Problem to work on: The expected response is a copy of every line in the entries below that includes the word "shoulder".

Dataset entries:

=======

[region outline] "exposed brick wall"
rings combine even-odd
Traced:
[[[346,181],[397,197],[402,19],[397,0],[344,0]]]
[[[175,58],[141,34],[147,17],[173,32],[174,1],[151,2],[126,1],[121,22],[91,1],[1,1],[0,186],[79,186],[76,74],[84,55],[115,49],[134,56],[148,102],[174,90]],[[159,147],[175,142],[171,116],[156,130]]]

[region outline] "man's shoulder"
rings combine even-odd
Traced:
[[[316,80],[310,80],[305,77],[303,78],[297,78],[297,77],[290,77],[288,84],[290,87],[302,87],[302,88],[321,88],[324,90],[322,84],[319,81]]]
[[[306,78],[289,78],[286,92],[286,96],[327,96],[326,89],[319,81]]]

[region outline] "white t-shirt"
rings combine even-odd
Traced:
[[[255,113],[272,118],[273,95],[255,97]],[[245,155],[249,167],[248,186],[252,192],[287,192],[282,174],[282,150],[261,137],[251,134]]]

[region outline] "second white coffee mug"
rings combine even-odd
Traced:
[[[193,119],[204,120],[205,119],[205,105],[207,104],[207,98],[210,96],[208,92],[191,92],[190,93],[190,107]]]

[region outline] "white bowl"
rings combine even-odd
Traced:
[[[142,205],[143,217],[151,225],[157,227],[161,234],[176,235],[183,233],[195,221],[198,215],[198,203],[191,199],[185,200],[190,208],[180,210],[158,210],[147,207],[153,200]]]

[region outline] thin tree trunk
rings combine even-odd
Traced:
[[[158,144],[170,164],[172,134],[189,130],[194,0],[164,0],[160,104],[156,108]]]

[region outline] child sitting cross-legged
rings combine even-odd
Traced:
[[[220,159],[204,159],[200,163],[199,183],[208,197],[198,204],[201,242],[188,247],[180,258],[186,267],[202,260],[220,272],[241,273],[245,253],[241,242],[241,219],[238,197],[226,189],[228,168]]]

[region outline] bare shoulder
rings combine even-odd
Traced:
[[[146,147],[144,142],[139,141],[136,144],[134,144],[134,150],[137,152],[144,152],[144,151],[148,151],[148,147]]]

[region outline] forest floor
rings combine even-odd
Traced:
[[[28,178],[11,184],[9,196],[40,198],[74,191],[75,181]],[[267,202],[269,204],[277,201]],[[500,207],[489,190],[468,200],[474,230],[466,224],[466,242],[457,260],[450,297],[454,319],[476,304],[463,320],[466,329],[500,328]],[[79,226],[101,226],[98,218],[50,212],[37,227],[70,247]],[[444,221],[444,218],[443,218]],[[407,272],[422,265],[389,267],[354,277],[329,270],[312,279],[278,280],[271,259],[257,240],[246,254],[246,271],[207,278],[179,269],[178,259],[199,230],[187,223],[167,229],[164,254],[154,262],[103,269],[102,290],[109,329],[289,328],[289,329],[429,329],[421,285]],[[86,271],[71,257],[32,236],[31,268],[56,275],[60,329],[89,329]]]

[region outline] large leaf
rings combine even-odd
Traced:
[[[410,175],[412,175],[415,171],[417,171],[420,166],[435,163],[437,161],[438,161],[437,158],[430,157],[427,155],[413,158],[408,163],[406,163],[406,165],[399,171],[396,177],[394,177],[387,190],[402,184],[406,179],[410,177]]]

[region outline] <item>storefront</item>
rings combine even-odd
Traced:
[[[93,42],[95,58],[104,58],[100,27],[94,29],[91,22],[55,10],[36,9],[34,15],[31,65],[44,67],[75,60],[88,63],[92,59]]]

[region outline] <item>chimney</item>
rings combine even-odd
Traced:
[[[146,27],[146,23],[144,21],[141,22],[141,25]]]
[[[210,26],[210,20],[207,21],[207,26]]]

=======

Exercise result:
[region outline] "man's shoulder"
[region outline] bare shoulder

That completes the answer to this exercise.